(Stored data entries)

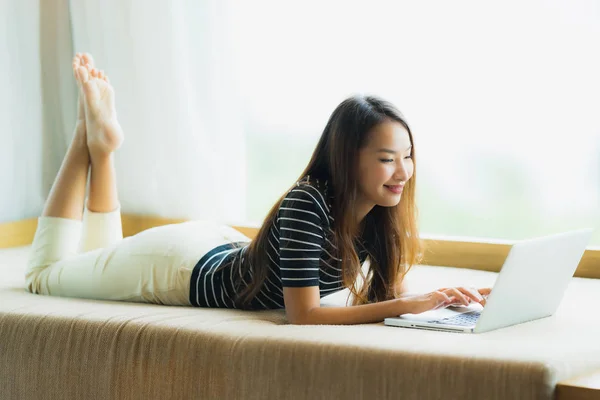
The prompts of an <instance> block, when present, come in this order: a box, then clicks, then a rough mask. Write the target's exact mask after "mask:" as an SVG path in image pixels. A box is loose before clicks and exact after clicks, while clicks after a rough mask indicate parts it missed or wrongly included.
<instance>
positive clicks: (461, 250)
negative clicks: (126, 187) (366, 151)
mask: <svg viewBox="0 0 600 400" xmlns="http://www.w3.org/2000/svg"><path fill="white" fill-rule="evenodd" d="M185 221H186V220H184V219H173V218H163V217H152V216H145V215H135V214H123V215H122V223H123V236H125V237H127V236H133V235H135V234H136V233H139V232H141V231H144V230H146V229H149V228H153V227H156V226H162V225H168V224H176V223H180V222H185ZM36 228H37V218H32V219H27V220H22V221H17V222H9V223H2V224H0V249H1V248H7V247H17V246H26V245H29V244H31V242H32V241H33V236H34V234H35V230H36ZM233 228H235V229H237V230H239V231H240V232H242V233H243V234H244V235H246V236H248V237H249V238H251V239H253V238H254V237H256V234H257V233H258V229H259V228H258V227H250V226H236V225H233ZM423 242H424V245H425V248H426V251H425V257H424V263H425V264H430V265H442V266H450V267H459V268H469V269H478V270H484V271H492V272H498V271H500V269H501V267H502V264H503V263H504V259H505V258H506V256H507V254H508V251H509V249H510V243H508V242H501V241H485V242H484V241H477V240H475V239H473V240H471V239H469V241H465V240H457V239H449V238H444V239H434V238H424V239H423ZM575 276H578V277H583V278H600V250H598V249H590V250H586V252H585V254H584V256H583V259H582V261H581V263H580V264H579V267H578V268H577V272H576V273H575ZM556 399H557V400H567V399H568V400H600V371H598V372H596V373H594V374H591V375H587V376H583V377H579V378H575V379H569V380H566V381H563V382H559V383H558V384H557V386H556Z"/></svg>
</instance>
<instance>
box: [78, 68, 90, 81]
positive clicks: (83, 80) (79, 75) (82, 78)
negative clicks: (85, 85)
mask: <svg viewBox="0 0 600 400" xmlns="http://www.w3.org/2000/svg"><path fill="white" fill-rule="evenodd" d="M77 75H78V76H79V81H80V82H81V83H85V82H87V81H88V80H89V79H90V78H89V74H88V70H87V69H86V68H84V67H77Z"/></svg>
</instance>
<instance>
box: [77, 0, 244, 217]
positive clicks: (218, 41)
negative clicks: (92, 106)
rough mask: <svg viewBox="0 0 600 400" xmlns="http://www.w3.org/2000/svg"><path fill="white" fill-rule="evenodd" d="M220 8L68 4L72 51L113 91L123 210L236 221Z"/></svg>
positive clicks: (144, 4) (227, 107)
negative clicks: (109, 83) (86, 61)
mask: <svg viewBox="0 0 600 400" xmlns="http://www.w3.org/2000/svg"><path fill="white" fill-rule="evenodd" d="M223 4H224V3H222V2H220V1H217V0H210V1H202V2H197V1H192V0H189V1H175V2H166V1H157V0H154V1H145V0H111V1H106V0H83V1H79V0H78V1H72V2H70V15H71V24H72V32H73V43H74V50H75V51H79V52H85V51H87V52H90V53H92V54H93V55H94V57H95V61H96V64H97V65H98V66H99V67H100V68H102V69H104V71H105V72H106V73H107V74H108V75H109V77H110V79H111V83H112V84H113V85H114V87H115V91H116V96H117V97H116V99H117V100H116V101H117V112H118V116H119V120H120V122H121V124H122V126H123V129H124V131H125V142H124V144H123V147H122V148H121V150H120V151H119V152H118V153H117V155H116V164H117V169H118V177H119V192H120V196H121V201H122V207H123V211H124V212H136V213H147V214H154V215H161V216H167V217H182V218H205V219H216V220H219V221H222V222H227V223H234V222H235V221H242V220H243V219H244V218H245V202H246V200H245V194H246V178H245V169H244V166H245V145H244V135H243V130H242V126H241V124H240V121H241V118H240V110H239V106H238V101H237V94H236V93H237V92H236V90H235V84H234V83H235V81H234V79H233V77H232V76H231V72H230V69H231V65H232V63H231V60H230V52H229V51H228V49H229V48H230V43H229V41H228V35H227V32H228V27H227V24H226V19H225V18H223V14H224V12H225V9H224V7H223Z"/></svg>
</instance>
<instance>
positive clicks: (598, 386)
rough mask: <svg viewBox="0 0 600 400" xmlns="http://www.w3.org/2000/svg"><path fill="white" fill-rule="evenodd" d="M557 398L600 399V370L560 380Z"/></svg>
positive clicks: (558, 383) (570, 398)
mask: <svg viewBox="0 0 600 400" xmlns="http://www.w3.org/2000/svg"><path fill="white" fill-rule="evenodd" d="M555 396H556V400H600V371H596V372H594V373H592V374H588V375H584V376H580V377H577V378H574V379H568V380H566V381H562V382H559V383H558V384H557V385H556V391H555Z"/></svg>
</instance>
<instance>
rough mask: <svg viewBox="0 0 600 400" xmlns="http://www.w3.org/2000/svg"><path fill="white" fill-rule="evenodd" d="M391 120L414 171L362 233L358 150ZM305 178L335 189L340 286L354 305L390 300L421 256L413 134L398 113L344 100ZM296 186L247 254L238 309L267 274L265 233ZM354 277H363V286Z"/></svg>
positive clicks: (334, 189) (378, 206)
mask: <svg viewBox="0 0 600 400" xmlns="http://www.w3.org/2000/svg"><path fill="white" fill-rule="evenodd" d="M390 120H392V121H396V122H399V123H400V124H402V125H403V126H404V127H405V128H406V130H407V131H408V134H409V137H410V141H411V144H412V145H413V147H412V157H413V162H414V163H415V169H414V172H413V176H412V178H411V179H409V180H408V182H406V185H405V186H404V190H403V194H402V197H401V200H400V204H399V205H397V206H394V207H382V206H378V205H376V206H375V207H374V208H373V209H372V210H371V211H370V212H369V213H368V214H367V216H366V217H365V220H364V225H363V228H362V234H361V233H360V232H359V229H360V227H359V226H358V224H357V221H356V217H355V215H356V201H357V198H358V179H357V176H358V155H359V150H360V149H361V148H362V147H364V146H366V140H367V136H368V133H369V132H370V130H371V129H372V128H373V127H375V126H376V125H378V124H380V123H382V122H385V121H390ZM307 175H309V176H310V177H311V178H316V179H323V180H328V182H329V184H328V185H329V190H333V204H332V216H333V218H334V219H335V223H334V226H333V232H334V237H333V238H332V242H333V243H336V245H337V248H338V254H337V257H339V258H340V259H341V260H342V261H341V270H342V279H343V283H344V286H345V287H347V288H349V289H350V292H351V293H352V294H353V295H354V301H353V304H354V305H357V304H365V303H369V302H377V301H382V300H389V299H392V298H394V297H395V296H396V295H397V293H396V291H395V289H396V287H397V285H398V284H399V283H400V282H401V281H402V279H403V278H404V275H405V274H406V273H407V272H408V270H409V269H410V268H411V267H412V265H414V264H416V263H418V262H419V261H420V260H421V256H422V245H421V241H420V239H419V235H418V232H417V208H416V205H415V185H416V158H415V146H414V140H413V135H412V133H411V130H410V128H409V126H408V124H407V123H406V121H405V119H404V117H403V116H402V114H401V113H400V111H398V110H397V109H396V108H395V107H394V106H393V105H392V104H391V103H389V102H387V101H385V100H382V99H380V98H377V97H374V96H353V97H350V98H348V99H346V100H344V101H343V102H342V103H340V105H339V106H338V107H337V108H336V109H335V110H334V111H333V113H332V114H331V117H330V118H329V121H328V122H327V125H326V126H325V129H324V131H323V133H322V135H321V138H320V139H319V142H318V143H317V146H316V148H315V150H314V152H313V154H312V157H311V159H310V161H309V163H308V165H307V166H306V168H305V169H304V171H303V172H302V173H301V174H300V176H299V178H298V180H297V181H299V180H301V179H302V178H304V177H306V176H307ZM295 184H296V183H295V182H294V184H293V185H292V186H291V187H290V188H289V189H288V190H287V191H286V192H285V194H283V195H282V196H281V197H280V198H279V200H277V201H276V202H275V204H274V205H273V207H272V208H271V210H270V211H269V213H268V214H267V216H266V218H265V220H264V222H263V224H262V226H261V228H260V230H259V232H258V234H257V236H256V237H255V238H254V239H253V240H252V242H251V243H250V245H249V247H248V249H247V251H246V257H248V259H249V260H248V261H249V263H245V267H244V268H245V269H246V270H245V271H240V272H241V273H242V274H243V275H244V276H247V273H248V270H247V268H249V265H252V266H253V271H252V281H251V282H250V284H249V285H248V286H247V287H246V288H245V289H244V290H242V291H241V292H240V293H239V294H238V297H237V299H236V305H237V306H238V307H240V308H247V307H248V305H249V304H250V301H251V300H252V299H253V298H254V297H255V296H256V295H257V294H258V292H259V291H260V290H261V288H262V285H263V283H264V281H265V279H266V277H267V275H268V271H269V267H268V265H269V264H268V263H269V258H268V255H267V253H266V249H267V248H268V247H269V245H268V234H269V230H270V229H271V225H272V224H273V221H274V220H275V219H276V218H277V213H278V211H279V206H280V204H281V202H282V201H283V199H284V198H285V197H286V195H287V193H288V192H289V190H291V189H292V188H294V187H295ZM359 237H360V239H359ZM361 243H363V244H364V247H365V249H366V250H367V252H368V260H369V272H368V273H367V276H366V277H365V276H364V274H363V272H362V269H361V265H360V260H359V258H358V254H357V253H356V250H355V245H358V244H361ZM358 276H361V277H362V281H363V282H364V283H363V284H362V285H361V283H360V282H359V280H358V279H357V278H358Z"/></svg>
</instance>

§ TASK
Please render the material from its start through the line containing "negative clicks: (126, 187) (366, 151)", both ends included, as a Markdown table with columns Row and Text, skipping blank lines and leaving out the pictures.

§ FINISHED EXERCISE
| Row | Text |
|---|---|
| 1 | The prompts of an <instance> block, when present, come in this order: a box, then clicks, then a rough mask. Write the target's exact mask after "mask:" as an SVG path in image pixels. A box is loose before clicks and exact after clicks, while clicks after a rough mask indicate parts it missed or wrongly included. |
| 2 | <instance> |
| 3 | positive clicks: (461, 250) |
| 4 | negative clicks: (126, 187) (366, 151) |